- Given task 1:
In the records below, shift every coordinate in the answers by adding 127 to each number, and write the lines out again with their requests. Cover only the part that opens with the line containing "query | white building" and closes with the line containing "[(516, 1265)]", both lines included.

- Excerpt provided:
So I need to do a few FTP tests, and then based on an intensity factor of 0.71 or 0.72, work out what my normalised power should be for the bike, and then try to keep my average power as close to this normalised power as possible. I hope I can get my FTP to 310 again this year. This means my normalised power for the Ironman UK bike should be something like 222 watts. This seems do-able, given that I had a terrible, freezing bike last year at Ironman UK and still had a normalised power of 215 watts. If I am aiming for 222 watts NP, then with a variability index of 1.035, my average power should be 214 watts. If my weight is 69kg, this will be 3.1 watts per kilogram. Realistically, anything under 3 watts per kilo will not be good enough to qualify for Kona. Sounds easy…?

A few weeks ago I changed the decals on my Zipp racing wheels, and it was a complete pain in the ass, as the existing ones were so difficult to remove. I was relieved when the project was finished. Then I happened to see on the internet that Zipp were recalling all models of my front wheel from 2010-2015. There was a safety issue with the hub, and in the worst case it could shatter at speed. Not what you want. Your Ironman and season wouldn't just be ruined, but you could be killed. So I had to leave the wheel to the bike shop, from where it was sent to the UK distributor, from where it was sent to Zipp's EU headquarters in Portugal to be rebuilt or replaced. The bike shop who sorted this out for me is Bespoke in London and they have been brilliant. Zipp? Less so. I wouldn't buy Zipp wheels again, they have just been a complete pain - bearings, hubs, adjustments, deep rims, decals (OK, that was my fault), everything. Such expensive equipment shouldn't be such a nightmare to own.

I don’t have many photos to upload this week, so here are a couple of links to a couple of funnies. I think I may have posted one before. (Are they funny? True? Exaggerated? Or just idiotic/pitiful/unhealthy/blinkered/etc/etc/etc?)

- Given task 2:
According to the cycling training post, why does a normalised power of 222 watts for the Ironman UK bike seem do-able?

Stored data

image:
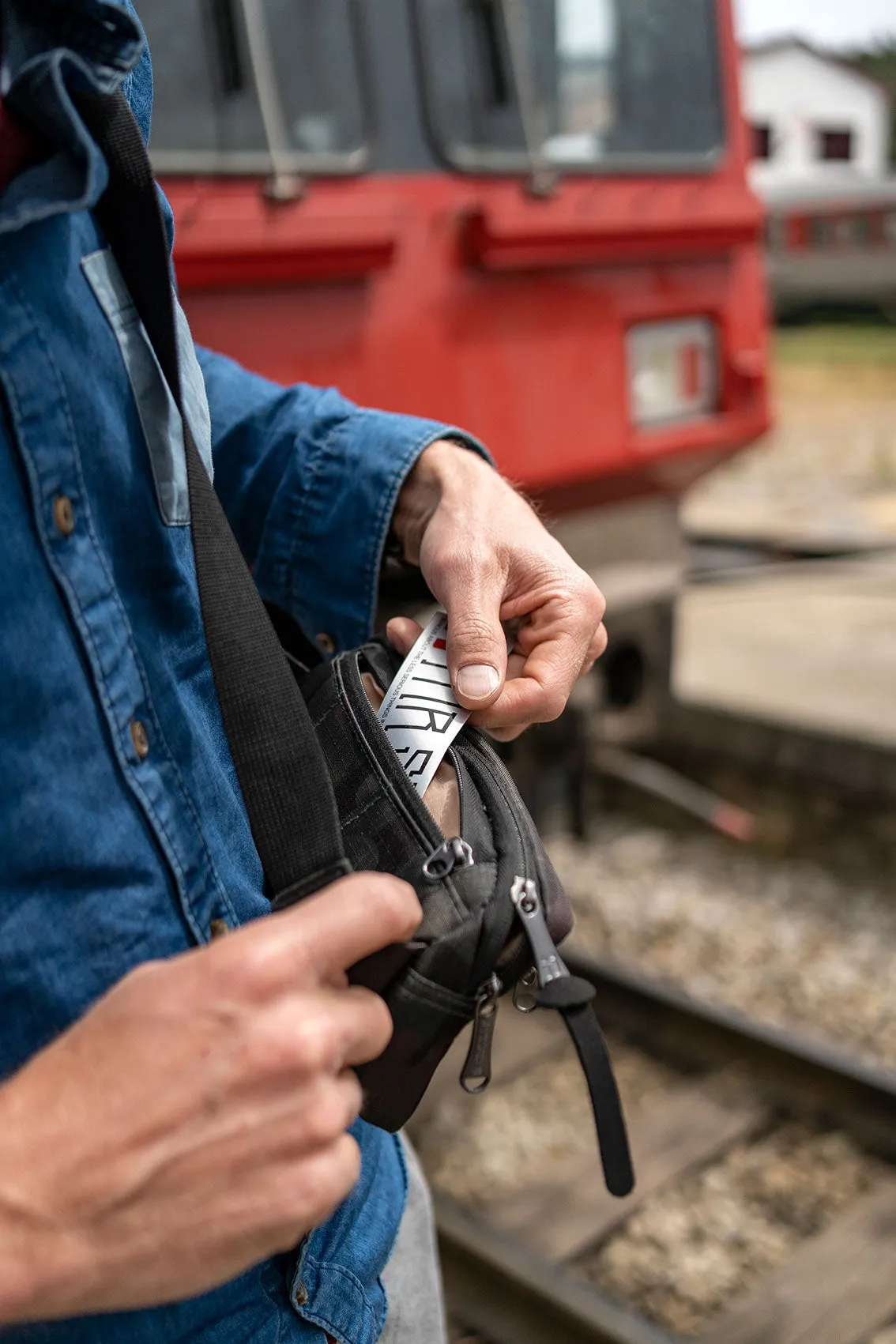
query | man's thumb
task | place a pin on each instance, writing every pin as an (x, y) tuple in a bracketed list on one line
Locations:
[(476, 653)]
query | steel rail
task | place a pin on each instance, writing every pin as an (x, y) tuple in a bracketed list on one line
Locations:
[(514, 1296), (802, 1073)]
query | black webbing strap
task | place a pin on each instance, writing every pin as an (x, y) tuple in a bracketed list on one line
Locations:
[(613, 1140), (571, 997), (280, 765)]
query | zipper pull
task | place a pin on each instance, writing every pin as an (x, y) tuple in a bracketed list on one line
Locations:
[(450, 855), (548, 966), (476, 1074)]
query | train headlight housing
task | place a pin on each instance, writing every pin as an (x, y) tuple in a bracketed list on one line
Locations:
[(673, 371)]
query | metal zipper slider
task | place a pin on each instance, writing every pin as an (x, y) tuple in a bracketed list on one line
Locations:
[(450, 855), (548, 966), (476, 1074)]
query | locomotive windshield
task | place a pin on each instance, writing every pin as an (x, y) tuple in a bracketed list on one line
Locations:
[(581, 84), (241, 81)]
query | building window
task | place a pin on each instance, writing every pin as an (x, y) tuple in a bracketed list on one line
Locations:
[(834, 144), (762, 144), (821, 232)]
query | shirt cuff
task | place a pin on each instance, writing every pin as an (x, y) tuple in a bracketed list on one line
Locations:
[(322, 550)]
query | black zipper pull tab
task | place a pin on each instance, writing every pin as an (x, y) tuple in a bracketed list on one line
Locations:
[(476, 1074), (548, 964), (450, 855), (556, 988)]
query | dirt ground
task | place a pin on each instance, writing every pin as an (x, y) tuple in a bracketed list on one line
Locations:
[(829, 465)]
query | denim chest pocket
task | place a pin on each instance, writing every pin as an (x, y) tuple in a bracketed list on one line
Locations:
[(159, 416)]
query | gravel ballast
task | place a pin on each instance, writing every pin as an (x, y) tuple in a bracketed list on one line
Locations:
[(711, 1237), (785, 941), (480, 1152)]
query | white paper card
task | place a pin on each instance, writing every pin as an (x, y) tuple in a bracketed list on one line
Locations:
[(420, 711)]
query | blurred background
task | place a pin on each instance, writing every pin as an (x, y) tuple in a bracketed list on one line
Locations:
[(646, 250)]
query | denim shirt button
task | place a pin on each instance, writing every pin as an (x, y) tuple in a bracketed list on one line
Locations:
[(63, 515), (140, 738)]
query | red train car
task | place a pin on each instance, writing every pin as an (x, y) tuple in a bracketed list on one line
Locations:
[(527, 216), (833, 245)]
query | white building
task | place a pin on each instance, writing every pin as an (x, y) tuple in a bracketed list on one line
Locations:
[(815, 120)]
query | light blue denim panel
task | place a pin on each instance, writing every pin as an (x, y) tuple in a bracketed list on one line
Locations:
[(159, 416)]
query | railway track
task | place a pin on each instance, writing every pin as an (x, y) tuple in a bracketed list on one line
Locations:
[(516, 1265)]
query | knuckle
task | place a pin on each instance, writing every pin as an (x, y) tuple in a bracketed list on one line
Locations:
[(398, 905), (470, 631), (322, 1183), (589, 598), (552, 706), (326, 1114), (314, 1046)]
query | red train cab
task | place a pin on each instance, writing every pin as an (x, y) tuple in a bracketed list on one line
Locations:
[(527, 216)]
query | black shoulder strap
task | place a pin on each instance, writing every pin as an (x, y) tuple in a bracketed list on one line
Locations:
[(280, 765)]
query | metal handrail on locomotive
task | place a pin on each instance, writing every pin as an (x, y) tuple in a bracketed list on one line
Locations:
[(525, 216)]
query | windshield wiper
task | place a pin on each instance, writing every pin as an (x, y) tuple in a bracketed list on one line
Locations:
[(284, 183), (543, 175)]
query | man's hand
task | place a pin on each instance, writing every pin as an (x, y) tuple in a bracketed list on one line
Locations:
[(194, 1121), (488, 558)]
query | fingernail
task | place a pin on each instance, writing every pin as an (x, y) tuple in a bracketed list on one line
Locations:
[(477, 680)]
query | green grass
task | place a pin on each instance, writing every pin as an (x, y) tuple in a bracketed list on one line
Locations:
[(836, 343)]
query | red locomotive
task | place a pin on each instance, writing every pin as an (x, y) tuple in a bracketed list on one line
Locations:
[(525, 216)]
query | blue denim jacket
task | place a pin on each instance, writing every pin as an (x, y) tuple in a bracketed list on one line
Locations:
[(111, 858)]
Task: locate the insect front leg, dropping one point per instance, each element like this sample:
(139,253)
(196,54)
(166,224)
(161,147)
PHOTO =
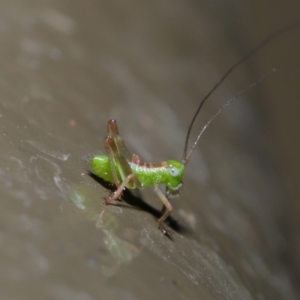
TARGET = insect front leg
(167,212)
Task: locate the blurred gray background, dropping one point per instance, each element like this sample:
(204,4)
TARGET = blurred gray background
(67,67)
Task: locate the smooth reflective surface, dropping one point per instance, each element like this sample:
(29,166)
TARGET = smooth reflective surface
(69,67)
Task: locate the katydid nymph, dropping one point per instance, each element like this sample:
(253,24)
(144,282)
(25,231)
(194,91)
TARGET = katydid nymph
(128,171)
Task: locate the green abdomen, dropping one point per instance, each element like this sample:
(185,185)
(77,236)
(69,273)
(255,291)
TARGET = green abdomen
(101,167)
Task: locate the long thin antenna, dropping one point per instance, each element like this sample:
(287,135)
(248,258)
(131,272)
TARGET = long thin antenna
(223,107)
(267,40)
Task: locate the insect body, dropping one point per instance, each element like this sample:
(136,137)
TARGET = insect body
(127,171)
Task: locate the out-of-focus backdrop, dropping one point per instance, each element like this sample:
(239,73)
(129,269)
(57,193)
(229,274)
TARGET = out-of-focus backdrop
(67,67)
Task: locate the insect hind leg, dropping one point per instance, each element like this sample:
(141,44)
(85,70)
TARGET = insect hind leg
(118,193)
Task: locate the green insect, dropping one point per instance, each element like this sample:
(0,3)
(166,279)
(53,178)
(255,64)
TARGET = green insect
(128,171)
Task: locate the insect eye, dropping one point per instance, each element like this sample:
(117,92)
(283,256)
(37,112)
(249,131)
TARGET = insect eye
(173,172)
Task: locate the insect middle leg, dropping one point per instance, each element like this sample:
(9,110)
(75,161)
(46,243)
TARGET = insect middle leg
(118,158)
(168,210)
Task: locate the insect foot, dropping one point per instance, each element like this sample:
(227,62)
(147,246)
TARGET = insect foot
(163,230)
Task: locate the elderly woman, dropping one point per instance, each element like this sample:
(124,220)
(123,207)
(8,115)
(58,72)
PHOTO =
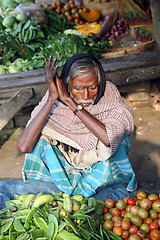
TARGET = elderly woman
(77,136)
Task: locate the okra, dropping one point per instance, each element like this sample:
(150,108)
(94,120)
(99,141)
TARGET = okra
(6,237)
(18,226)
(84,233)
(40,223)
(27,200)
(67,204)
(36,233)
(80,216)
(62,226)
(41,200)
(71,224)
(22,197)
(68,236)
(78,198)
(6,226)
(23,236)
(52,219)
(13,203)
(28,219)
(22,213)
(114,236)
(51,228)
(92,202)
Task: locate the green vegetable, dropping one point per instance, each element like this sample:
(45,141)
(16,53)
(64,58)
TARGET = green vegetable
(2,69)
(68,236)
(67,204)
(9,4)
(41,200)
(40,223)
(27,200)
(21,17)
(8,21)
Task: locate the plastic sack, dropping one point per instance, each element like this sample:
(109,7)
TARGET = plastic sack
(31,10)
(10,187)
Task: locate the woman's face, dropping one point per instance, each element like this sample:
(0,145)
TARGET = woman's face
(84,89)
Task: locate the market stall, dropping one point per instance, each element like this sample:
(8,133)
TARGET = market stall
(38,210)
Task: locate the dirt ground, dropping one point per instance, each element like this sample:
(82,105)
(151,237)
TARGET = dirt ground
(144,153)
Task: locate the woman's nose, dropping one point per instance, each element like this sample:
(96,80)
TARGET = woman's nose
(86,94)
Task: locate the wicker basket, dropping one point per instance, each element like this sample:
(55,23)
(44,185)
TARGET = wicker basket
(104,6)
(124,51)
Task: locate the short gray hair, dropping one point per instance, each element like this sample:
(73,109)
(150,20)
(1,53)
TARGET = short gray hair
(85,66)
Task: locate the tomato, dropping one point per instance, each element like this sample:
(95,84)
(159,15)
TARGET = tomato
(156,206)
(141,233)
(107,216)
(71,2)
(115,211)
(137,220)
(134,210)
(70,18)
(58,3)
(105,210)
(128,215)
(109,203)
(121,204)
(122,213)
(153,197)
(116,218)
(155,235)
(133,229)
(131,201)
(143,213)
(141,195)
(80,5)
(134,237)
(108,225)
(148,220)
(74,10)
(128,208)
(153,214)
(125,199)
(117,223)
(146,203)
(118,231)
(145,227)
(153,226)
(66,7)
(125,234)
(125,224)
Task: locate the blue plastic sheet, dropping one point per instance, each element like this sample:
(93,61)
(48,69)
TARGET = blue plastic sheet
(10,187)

...

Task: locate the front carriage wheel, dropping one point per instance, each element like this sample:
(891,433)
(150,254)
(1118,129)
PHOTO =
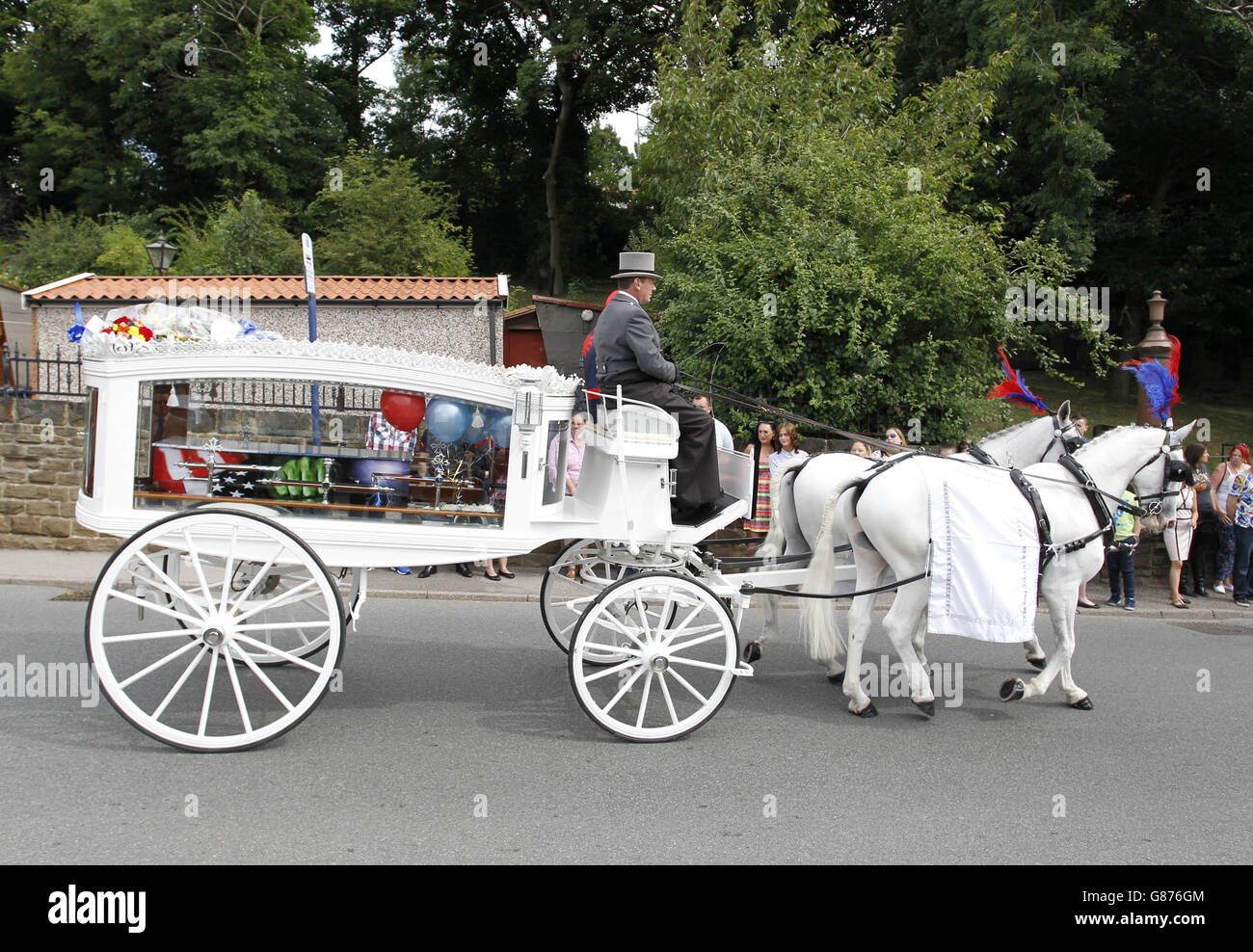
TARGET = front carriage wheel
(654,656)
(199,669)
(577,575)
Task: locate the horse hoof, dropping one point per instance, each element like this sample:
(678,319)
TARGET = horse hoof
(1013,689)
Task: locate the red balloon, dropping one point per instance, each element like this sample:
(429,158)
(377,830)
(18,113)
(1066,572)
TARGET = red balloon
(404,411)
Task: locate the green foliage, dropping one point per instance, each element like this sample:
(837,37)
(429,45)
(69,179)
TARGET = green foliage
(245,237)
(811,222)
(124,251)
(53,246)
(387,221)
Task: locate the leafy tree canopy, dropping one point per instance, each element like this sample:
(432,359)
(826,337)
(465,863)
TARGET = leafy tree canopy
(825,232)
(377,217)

--

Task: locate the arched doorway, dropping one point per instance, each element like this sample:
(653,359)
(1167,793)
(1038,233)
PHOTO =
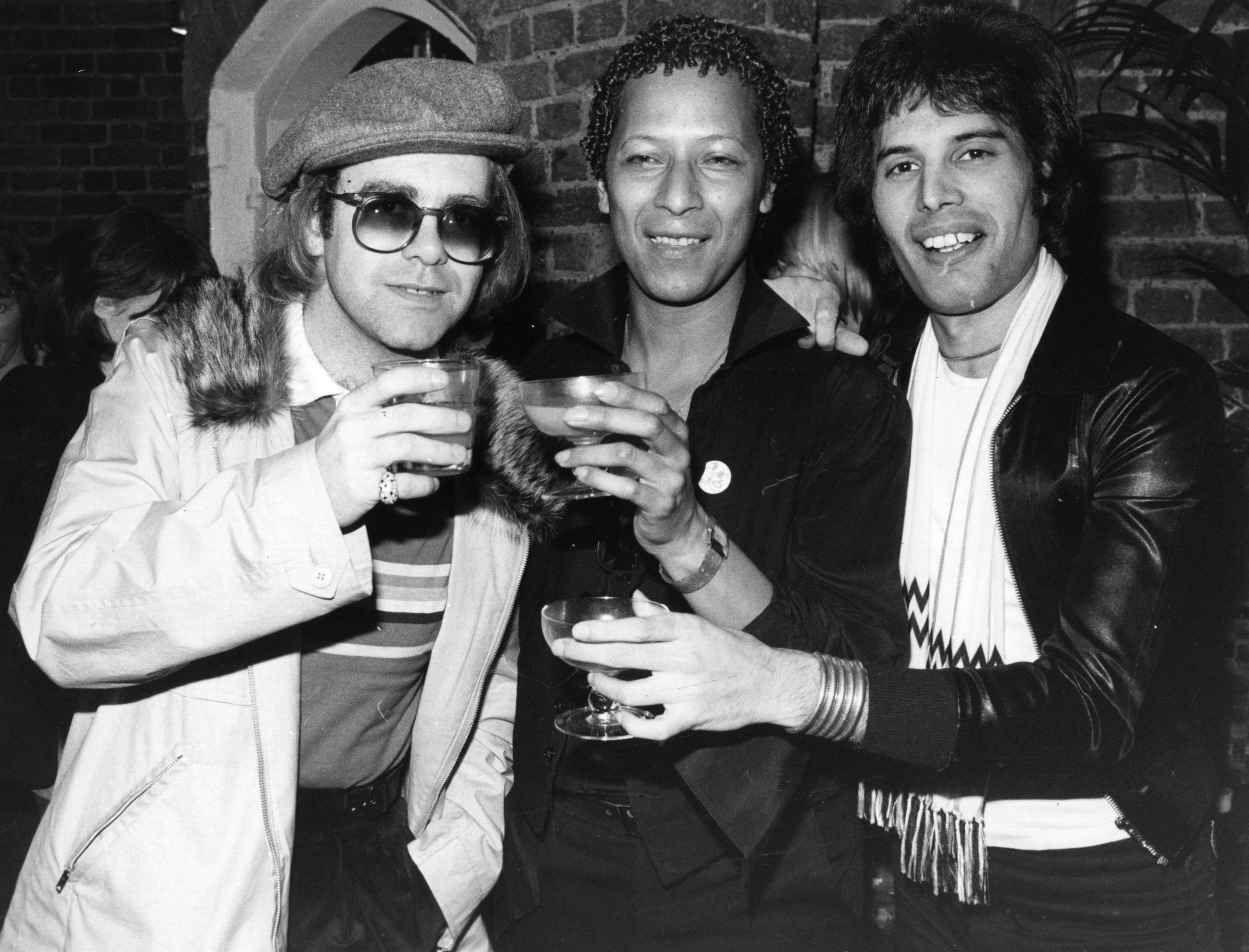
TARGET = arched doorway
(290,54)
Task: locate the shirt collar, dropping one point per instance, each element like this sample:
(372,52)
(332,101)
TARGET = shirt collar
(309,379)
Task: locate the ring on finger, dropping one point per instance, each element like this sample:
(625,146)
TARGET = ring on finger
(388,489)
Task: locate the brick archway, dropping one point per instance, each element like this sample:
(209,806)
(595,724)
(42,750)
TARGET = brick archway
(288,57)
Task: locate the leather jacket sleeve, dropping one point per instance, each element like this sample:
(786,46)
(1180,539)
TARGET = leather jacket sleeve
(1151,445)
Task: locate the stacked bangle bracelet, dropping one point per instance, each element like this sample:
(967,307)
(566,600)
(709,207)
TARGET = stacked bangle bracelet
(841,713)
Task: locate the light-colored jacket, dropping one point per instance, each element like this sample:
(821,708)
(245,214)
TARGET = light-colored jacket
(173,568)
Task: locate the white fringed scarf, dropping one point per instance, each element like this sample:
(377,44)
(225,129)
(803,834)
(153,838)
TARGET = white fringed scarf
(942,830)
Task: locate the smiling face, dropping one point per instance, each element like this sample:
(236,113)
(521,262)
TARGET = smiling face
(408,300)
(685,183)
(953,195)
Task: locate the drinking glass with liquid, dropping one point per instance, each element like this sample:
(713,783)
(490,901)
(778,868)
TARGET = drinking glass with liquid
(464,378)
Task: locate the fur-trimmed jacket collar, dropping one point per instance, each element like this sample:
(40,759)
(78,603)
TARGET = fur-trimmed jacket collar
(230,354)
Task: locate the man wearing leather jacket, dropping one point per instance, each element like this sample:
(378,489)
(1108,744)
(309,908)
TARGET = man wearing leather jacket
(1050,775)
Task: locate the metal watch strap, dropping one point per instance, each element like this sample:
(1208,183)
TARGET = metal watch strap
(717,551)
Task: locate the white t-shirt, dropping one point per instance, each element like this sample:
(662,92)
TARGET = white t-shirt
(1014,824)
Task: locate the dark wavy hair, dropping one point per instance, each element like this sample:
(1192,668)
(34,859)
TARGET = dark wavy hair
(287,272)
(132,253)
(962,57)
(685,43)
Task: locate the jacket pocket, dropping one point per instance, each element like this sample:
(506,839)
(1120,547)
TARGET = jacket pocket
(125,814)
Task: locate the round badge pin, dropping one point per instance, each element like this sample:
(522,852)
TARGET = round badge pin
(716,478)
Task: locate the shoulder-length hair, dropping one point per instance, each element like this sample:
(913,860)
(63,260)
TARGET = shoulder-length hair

- Full output 1:
query | white building
task | place a pin on each instance, writing every pin as an (x, y) tuple in a bracketed list on one line
Locations:
[(942, 247)]
query | light blue denim panel
task | place a pin on each instance, writing every pin as an (x, y) tuple in a bracketed list on one line
Locations:
[(286, 543)]
query | railway track
task | place a pin on each instance, writing every pin as an (x, y) tuple in a bracketed list on one line
Locations:
[(643, 1392)]

- Full output 2:
Last year at Ironman UK the writer had a terrible, freezing bike leg and still reached a normalised power of 215 watts. A target of 222 watts is therefore only a little higher than what was managed in bad conditions.